◆ Exercise objective:
In the material below, locate every line containing the string "book" and copy each of those lines. Match case exactly.

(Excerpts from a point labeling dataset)
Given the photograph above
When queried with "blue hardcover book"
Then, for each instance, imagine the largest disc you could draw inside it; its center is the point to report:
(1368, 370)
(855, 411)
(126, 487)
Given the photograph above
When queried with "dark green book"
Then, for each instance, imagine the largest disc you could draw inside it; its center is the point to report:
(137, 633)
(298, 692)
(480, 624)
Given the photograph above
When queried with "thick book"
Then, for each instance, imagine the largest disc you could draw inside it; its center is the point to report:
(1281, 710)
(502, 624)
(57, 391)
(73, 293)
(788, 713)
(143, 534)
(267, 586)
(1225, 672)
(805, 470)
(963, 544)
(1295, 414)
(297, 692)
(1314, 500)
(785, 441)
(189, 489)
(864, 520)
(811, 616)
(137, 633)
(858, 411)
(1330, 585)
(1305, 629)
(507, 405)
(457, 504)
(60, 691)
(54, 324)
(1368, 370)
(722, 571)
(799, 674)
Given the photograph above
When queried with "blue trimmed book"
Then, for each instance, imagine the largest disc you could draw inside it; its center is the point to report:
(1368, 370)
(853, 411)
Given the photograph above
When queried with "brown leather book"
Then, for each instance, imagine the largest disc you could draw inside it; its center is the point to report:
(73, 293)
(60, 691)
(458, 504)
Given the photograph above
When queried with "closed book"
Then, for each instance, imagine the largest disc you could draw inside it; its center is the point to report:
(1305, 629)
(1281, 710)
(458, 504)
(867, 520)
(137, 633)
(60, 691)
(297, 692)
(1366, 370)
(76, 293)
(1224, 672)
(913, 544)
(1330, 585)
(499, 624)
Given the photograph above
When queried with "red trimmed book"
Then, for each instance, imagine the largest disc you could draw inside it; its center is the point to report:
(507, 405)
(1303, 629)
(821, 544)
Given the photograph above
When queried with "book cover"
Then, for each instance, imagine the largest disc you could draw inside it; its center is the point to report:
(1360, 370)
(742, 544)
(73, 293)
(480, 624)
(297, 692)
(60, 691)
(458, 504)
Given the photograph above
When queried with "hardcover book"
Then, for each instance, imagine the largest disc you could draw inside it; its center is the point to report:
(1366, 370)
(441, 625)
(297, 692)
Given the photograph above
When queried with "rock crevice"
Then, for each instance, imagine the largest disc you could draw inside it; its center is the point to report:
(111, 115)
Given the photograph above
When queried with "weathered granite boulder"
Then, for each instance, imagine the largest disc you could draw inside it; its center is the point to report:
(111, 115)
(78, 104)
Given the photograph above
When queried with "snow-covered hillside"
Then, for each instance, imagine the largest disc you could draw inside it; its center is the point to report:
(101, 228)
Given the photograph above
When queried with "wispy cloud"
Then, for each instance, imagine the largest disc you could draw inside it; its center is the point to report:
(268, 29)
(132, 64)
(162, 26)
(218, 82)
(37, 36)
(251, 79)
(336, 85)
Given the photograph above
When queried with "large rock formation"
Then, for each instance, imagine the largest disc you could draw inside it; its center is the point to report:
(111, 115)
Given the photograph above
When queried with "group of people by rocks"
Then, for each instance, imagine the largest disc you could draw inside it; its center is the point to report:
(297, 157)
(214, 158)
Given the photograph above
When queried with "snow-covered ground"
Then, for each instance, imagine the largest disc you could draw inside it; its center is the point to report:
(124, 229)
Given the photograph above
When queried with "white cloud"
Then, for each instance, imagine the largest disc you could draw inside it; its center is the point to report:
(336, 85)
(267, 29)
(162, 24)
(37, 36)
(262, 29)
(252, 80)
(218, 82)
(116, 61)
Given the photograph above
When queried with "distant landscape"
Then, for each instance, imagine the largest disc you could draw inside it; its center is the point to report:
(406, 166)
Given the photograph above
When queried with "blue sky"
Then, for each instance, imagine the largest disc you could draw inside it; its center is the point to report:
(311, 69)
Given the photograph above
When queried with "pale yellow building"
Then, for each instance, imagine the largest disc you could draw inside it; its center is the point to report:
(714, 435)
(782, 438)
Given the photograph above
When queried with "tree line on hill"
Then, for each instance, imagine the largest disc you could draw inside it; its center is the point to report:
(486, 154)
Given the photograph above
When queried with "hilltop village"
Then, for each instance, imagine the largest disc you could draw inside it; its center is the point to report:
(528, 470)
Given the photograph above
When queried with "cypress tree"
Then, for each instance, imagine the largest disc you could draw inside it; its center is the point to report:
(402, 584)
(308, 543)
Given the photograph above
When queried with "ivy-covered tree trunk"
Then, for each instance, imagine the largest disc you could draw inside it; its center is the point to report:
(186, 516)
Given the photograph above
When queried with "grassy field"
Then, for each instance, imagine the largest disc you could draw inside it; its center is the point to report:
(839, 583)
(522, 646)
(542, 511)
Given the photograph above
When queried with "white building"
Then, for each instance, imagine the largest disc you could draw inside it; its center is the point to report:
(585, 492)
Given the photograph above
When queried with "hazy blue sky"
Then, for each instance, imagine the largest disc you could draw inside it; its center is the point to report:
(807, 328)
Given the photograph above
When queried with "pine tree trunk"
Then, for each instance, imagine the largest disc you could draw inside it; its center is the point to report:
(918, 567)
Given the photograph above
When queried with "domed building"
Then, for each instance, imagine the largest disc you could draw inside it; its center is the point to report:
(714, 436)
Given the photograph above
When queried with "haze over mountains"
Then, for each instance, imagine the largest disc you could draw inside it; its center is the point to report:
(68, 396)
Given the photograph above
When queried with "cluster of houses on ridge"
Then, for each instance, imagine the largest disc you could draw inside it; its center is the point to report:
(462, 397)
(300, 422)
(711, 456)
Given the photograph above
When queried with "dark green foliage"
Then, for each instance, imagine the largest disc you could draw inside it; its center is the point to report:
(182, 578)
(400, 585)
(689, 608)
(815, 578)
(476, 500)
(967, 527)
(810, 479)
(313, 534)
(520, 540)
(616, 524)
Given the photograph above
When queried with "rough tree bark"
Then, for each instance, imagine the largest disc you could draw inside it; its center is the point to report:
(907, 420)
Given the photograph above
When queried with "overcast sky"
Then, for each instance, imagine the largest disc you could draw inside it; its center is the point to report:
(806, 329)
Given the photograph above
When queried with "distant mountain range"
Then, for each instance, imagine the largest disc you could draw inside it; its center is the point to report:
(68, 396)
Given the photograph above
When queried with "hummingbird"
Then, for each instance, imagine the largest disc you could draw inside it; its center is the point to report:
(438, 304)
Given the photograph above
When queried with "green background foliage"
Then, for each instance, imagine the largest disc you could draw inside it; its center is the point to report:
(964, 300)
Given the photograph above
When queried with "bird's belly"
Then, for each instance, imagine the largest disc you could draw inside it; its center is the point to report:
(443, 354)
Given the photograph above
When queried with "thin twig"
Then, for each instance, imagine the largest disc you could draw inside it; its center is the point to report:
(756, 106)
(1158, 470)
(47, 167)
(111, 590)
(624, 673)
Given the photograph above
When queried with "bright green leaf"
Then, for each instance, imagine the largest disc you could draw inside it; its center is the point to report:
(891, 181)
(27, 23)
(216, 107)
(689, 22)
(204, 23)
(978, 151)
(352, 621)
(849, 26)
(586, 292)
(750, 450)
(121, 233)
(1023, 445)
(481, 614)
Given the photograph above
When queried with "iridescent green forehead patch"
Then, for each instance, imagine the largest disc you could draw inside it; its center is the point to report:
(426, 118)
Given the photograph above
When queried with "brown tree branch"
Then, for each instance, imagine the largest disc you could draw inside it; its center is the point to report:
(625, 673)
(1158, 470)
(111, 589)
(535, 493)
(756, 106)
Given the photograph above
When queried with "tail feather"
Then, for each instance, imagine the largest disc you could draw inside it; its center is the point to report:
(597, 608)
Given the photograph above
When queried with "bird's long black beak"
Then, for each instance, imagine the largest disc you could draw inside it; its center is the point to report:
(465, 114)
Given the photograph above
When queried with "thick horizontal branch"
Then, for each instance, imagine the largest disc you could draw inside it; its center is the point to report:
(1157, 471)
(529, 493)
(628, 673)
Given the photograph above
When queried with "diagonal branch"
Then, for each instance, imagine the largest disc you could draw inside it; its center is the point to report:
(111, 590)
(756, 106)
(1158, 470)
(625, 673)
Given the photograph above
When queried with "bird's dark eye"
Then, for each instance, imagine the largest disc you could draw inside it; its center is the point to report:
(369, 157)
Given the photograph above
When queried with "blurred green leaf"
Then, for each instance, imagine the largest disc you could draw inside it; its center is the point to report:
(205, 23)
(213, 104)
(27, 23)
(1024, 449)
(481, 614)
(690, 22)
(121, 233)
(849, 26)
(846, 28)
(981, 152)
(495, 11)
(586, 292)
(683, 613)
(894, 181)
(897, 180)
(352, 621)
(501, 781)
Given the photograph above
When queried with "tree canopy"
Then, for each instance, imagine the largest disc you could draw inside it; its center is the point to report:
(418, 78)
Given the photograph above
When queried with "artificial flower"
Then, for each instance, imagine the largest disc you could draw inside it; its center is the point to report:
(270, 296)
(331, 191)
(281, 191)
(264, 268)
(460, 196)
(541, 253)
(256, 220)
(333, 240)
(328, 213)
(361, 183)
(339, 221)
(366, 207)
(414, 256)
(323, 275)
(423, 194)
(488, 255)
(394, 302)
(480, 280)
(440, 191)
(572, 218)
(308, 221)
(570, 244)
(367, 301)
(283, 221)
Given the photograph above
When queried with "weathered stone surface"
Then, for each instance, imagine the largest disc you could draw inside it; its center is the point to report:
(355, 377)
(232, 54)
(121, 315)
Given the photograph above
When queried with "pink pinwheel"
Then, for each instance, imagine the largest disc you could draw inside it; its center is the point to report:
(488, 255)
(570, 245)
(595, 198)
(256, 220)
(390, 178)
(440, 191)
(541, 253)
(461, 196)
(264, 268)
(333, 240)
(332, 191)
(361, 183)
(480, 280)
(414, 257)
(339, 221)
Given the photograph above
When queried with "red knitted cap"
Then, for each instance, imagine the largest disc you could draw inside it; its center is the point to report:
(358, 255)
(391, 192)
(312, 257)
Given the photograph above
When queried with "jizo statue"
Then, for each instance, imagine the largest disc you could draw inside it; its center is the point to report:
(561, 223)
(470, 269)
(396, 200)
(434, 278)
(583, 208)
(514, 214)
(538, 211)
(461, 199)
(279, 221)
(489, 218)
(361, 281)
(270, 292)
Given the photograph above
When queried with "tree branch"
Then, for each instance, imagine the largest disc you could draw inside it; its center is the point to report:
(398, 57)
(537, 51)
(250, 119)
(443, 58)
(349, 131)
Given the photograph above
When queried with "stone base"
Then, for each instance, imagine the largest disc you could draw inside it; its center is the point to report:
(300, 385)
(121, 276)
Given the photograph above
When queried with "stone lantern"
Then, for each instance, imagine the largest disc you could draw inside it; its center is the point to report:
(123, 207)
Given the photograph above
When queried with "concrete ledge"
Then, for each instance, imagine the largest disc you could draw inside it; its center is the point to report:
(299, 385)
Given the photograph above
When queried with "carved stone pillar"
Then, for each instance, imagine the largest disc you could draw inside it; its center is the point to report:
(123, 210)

◆ Exercise output:
When queried with "blue hardcover book"
When queried with "dark green book"
When queried with "thick book"
When queried with "blue trimmed book"
When queried with "brown leather book"
When queried with "closed book"
When queried with "red trimmed book"
When queried with "book cover"
When queried with "hardcover book"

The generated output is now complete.